(Bounding box annotation entries)
_ _ _ _ _

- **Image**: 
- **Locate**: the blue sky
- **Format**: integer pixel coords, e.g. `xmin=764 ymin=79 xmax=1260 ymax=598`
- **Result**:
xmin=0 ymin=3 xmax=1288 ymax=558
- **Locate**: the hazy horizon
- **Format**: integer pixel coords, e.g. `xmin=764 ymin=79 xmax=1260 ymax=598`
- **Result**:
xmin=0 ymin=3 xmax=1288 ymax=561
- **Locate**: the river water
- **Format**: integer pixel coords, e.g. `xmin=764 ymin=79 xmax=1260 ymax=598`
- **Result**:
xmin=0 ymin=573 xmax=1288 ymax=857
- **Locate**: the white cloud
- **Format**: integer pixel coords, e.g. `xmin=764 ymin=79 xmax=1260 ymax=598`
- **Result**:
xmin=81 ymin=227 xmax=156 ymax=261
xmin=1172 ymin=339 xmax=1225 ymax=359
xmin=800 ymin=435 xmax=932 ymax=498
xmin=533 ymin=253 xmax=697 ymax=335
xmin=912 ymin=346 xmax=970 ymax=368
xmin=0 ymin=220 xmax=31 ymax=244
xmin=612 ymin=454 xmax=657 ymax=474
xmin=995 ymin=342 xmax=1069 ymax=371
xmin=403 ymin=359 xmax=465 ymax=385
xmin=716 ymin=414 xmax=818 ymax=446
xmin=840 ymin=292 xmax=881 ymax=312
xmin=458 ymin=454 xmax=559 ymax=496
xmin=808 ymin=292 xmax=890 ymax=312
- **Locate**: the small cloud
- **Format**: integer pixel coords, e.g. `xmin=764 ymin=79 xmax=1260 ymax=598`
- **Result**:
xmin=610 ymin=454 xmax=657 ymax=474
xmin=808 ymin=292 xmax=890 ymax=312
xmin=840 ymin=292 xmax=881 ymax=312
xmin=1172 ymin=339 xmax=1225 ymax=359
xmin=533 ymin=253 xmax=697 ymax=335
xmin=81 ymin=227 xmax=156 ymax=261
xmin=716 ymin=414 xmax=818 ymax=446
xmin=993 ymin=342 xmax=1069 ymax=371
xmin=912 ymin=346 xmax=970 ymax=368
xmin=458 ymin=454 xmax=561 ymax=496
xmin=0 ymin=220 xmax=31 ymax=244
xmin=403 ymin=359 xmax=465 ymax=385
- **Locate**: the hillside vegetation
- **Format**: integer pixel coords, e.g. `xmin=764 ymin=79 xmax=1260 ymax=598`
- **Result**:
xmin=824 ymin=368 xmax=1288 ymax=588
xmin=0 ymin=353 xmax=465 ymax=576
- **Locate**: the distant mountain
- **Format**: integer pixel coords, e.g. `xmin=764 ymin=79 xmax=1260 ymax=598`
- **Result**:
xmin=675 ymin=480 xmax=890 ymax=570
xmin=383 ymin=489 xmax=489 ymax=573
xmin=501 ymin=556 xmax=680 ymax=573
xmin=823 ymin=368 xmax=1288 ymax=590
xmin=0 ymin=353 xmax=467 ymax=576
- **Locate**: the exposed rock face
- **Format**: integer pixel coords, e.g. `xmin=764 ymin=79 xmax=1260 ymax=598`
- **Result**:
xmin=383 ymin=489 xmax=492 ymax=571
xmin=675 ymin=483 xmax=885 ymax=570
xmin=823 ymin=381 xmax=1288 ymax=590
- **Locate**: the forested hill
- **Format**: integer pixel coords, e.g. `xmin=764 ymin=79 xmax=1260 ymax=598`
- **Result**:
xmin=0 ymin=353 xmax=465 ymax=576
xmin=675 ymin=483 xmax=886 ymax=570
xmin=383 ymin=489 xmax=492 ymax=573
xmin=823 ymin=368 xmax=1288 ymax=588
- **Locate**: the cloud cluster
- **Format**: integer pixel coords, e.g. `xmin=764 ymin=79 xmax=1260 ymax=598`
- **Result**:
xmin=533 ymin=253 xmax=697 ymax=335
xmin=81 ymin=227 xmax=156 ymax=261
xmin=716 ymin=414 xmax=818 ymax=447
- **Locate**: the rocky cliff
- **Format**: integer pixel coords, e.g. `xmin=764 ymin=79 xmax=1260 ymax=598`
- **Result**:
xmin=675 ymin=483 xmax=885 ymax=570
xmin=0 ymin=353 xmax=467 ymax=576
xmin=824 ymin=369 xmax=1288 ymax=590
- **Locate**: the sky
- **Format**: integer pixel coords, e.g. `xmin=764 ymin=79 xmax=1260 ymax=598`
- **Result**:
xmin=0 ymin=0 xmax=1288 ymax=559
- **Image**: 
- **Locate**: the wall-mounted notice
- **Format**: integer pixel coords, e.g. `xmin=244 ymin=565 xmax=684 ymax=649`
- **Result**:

_ _ _ _ _

◆ Do this
Reproduce every one of the records above, line for line, with no character changed.

◆ Response below
- **Image**: 
- **Locate**: the blue sky
- **Format**: integer pixel coords, e.g. `xmin=764 ymin=79 xmax=1260 ymax=598`
- **Result**:
xmin=0 ymin=3 xmax=1288 ymax=558
- **Locate**: the hazy horizon
- **Format**: integer pixel coords, e.g. `xmin=764 ymin=79 xmax=1260 ymax=598`
- **Result**:
xmin=0 ymin=3 xmax=1288 ymax=561
- **Locate**: the river water
- **Format**: integer pixel coords, e.g. `xmin=764 ymin=79 xmax=1260 ymax=598`
- **Result**:
xmin=0 ymin=573 xmax=1288 ymax=857
- **Locate**: the white cloud
- **Format**: integer pixel coords, e.g. `xmin=764 ymin=79 xmax=1260 ymax=598`
- **Result**:
xmin=81 ymin=227 xmax=156 ymax=261
xmin=1172 ymin=339 xmax=1225 ymax=359
xmin=800 ymin=435 xmax=932 ymax=498
xmin=533 ymin=253 xmax=697 ymax=335
xmin=912 ymin=346 xmax=970 ymax=368
xmin=0 ymin=220 xmax=31 ymax=244
xmin=612 ymin=454 xmax=657 ymax=474
xmin=995 ymin=342 xmax=1069 ymax=371
xmin=403 ymin=359 xmax=465 ymax=385
xmin=716 ymin=414 xmax=818 ymax=446
xmin=840 ymin=292 xmax=881 ymax=312
xmin=458 ymin=454 xmax=559 ymax=496
xmin=808 ymin=292 xmax=890 ymax=312
- **Locate**: the small cloud
- **Format**: integer pixel coords, e.g. `xmin=764 ymin=79 xmax=1260 ymax=598`
- **Result**:
xmin=610 ymin=454 xmax=657 ymax=474
xmin=808 ymin=292 xmax=890 ymax=312
xmin=840 ymin=292 xmax=881 ymax=312
xmin=1172 ymin=339 xmax=1225 ymax=359
xmin=533 ymin=253 xmax=697 ymax=335
xmin=81 ymin=227 xmax=156 ymax=261
xmin=716 ymin=414 xmax=818 ymax=446
xmin=993 ymin=342 xmax=1069 ymax=371
xmin=912 ymin=346 xmax=970 ymax=368
xmin=458 ymin=454 xmax=561 ymax=496
xmin=0 ymin=220 xmax=31 ymax=244
xmin=403 ymin=359 xmax=465 ymax=385
- **Locate**: the hillside vegetation
- **Format**: integer pixel coords, e.g. `xmin=764 ymin=79 xmax=1260 ymax=598`
- **Result**:
xmin=824 ymin=368 xmax=1288 ymax=588
xmin=0 ymin=353 xmax=465 ymax=576
- **Locate**: the distant mountain
- **Format**: integer pixel coords, e.g. `xmin=764 ymin=79 xmax=1260 ymax=598`
- **Result**:
xmin=675 ymin=480 xmax=890 ymax=570
xmin=383 ymin=489 xmax=489 ymax=573
xmin=501 ymin=556 xmax=680 ymax=573
xmin=823 ymin=368 xmax=1288 ymax=590
xmin=0 ymin=353 xmax=467 ymax=576
- **Locate**: the exposed rock face
- **Format**: integer pixel coords, e.g. `xmin=764 ymin=79 xmax=1260 ymax=598`
- **Result**:
xmin=383 ymin=489 xmax=492 ymax=571
xmin=675 ymin=483 xmax=885 ymax=570
xmin=823 ymin=381 xmax=1288 ymax=590
- **Locate**: the forested hill
- **Format**: integer pixel coords, e.g. `xmin=764 ymin=79 xmax=1260 ymax=598`
- **Result**:
xmin=0 ymin=353 xmax=465 ymax=576
xmin=675 ymin=483 xmax=886 ymax=570
xmin=383 ymin=489 xmax=492 ymax=573
xmin=823 ymin=368 xmax=1288 ymax=588
- **Locate**: the cloud cluster
- **Format**: integer pixel coords, e.g. `xmin=764 ymin=79 xmax=1260 ymax=598`
- **Result**:
xmin=533 ymin=253 xmax=697 ymax=335
xmin=81 ymin=227 xmax=156 ymax=261
xmin=716 ymin=414 xmax=818 ymax=447
- **Locate**: the rocky cliff
- **Format**: integer pixel coords, e.g. `xmin=764 ymin=79 xmax=1260 ymax=598`
- **Result**:
xmin=675 ymin=483 xmax=885 ymax=570
xmin=0 ymin=353 xmax=467 ymax=576
xmin=824 ymin=369 xmax=1288 ymax=590
- **Locate**: the sky
- **Format**: integer pixel coords, e.g. `xmin=764 ymin=79 xmax=1260 ymax=598`
- **Result**:
xmin=0 ymin=0 xmax=1288 ymax=559
- **Image**: 
- **Locate**: the wall-mounted notice
- **Format**: integer pixel coords, e.g. `xmin=244 ymin=565 xmax=684 ymax=649`
- **Result**:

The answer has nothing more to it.